§ **Selection**
* BEGIN *

Accessing Cloud Optimized Data

Authors: Samuel Ayers (UAH)

Date: April 28, 2021 (Revised July 2023)

Description: The following is an example that uses Shuttle Radar Topography Mission (SRTM) Cloud Optimized GeoTIFF (COG) data from the MAAP data store, via MAAP STAC search. In this example, we read in elevation data using a bounding box tile.

Run This Notebook

To access and run this tutorial within MAAP’s Algorithm Development Environment (ADE), please refer to the “Getting started with the MAAP” section of our documentation.

Disclaimer: it is highly recommended to run a tutorial within MAAP’s ADE, which already includes packages specific to MAAP, such as maap-py. Running the tutorial outside of the MAAP ADE may lead to errors.

Additional Resources

Importing and Installing Packages

To be able to run this notebook you’ll need the following requirements:

  • rasterio

  • folium

  • geopandas

  • rio-cogeo

If the packages below are not installed already, uncomment the following cell

[1]:
# %pip install -U folium geopandas rasterio>=1.2.3 rio-cogeo
# %pip install pystac-client
[2]:
# import the maap package to handle queries
from maap.maap import MAAP

# invoke the MAAP
maap = MAAP()

Retrieving the Data

We can use pystac_client get_collection to retrieve the desired collection, in this case the SRTMGL1_COD collection and set the result of the function to a variable.

[3]:
# Get the SRTMGL1_COD collection
from pystac_client import Client
catalog = 'https://stac.maap-project.org/'
client = Client.open(catalog)

collection = client.get_collection('SRTMGL1_COD')
collection
[3]:

We can narrow the area of interest for the items within the collection by passing bounding box values into the pystac_client search function.

[4]:
# set bounding box
bbox = "-101.5,45.5,-100.5,46.5"

# retreive STAC items from the collection that are within the bounding box
search = client.search(bbox=bbox, collections=collection, max_items=20)

Let’s check how many items we are working with.

[5]:
# show number of items in search results
len(list(search.items()))

* END *

§ **Data entries**
* BEGIN *

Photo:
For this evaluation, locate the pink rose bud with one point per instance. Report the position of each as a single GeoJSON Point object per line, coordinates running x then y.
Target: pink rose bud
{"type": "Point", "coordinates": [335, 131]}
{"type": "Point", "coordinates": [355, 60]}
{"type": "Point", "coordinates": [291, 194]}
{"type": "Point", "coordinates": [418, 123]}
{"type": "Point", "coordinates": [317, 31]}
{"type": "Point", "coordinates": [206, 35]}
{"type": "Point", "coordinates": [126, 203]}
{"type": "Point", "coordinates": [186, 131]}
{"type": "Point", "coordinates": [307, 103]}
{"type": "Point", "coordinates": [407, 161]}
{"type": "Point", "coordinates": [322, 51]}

* END *

§ **Exercise instructions**
Reproduce the passage of the cloud optimized data tutorial between "Date: April 28, 2021" and "bounding box tile.", inclusive. Rely solely on the tutorial text for these tasks; do not draw on the rows.

§ **Complete output**
Date: April 28, 2021 (Revised July 2023)

Description: The following is an example that uses Shuttle Radar Topography Mission (SRTM) Cloud Optimized GeoTIFF (COG) data from the MAAP data store, via MAAP STAC search. In this example, we read in elevation data using a bounding box tile.